— start of Supplied text —
Lately, my days have looked like this: I am pulled harshly from my sleep by my blaring alarm and I bumble around the house for an hour preparing myself for classes. It seems no matter how early I wake up, I always end up frazzled before I step out the door. Is my ID in my bag? Am I wearing the right kind of shoes? Have I forgotten something? 


When I get to campus, my day is a flurry of action. I have barely recovered from one class before I am pushed—head-first—into the next one, and I count each minute on my watch until my last class ends. I slump out, textbooks in hand, and I am left reeling, hungry, and with a thousand more things on my mind than when I woke up. 


Time will most certainly teach me the intricacies of getting through a day in university. I am, after all, only in the first semester of my first year. Still, only four months of university life and I feel bone-tired, the exhaustion seeming to seep into my being. I sleep but I am not rested, I pause but my mind is in motion. 


Recently, as part of the First Year Experience program, I went on a trip to “Heenat Salma Farm.” I spent an afternoon out in nature, doing various activities that grounded me. Surrounded by good company and the outdoors, I experienced, for the first time in a while, tranquillity. 


I still remember how I felt after the harvesting activity, the sun setting and warming my back. A bag in one hand filled with radishes and zucchini, and in the other a gift of green leafy vegetables from my friends, I stood on the gravel path. I dug my feet into it, hearing the crunch and feeling myself sink into the earth. Rooted, I let everything wash over me. A quiet kind of happiness engulfed me. It was deep and tender. I felt like the setting sun was inside me, lighting my nerves and making me feel alive. I felt fulfilled and happy, my mind finally quieted by the calm of nature.


I have a confession, though: I had two essays due that night. However, instead of letting myself worry about it then, as I instinctively felt inclined to do, I just let myself be. I did not let myself worry about them then. I only thought about the quiet, easy way the wind moved around me and how good it felt to be fully present in the moment. It felt like a revelation, a wonderful impossibility. It was so different from my afternoons in the library or hours sitting in classes. It was relaxing, divine–it left me with a kind of happiness that didn’t leave me grinning or doubling over in laughter but floating, simultaneously tethered and untethered to the world.
— end of Supplied text —
— start of Provided material —
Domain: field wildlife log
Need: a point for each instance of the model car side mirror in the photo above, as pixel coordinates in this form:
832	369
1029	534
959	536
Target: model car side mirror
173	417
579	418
— end of Provided material —
▶ _Directions_
From the essay on the farm trip, copy out the passage starting at "Recently, as part" and ending at "a while, tranquillity.". The rows have no part in this exercise.

▶ _Solution to this task_
Recently, as part of the First Year Experience program, I went on a trip to “Heenat Salma Farm.” I spent an afternoon out in nature, doing various activities that grounded me. Surrounded by good company and the outdoors, I experienced, for the first time in a while, tranquillity.